Le commissariat de police de Belfort a aménagé un nouvel espace pour accueillir les victimes de violences graves, notamment les femmes, particulièrement touchées par les violences conjugales. Un espace qui doit créer un environnement propice au recueil de la plainte ou du témoignage. Qui doit permettre aussi de créer un sentiment de confiance et de sécurité.
Le commissariat de police de Belfort a aménagé un nouvel espace pour accueillir les victimes de violences graves, notamment les femmes, particulièrement touchées par les violences conjugales. Un espace qui doit créer un environnement propice au recueil de la plainte ou du témoignage. Qui doit permettre aussi de créer un sentiment de confiance et de sécurité.
C’est un symbole. Mais comme tous les symboles, sa portée est essentielle. En ce mercredi 25 novembre, proclamée depuis 1999 par l’Organisation des Nations unies (ONU) comme la journée internationale pour l’élimination de la violence à l’égard des femmes, le commissariat de police de Belfort inaugure un nouvel espace dédié à l’accueil des victimes.

**Votre tâche:** Recopiez le passage sur le nouvel espace d'accueil du commissariat de Belfort, de « C’est un symbole. » à « l’accueil des victimes. ». Les enregistrements viennent d'une autre source que ce passage.

**Données extraites:**
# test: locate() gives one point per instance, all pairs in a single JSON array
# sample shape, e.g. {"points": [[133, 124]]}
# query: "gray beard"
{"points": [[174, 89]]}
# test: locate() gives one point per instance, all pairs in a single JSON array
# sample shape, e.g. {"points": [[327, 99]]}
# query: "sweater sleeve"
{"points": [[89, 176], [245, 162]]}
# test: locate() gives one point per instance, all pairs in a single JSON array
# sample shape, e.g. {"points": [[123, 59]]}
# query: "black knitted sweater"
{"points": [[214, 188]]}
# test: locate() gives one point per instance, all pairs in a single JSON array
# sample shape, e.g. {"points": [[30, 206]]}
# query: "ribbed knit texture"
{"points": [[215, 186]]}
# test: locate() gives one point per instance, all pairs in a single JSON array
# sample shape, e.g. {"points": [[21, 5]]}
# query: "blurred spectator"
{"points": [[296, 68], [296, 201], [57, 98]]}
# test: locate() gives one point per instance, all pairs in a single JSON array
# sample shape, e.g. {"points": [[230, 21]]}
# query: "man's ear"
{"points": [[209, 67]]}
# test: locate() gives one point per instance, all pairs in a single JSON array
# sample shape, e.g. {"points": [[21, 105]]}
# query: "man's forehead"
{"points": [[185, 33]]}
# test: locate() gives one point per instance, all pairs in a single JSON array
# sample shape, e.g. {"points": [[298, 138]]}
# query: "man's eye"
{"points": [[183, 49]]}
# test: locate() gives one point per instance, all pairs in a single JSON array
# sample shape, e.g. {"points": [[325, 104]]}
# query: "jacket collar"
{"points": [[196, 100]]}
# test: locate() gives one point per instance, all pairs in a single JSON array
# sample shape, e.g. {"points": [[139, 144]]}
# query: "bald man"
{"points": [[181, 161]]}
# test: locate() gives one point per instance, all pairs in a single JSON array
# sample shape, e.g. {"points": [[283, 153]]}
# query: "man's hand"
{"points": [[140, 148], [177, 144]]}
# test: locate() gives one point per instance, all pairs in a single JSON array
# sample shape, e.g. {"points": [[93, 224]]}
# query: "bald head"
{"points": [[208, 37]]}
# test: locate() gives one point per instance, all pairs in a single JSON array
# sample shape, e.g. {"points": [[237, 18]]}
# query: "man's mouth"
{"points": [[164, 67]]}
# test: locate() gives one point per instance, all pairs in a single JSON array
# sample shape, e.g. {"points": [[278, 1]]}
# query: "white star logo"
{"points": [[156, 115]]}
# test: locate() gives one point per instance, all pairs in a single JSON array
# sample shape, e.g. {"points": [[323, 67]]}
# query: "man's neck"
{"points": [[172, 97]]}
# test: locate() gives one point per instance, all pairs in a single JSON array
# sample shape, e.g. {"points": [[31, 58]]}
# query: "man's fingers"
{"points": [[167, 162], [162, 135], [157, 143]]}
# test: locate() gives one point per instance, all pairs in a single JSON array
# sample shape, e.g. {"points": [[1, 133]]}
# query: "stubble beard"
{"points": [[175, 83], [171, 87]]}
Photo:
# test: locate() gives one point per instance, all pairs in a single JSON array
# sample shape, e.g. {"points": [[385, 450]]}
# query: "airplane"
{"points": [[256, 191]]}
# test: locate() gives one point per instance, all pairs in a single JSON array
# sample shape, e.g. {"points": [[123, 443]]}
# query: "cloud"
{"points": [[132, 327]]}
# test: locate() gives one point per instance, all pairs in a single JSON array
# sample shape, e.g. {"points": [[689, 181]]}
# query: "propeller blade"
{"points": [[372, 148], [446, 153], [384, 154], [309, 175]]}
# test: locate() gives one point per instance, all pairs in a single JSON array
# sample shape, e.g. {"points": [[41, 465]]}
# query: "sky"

**Réponse ci-dessous:**
C’est un symbole. Mais comme tous les symboles, sa portée est essentielle. En ce mercredi 25 novembre, proclamée depuis 1999 par l’Organisation des Nations unies (ONU) comme la journée internationale pour l’élimination de la violence à l’égard des femmes, le commissariat de police de Belfort inaugure un nouvel espace dédié à l’accueil des victimes.